==== Data for this exercise ====
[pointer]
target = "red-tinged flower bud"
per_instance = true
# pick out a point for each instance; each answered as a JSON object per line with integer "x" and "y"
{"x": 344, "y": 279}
====
> [Task brief]: Can you rewrite the data with "target" renamed to "query" and every other character left the same?

> [Correct result]:
[pointer]
query = "red-tinged flower bud"
per_instance = true
# pick out a point for each instance; each answered as a JSON object per line with integer "x" and "y"
{"x": 344, "y": 279}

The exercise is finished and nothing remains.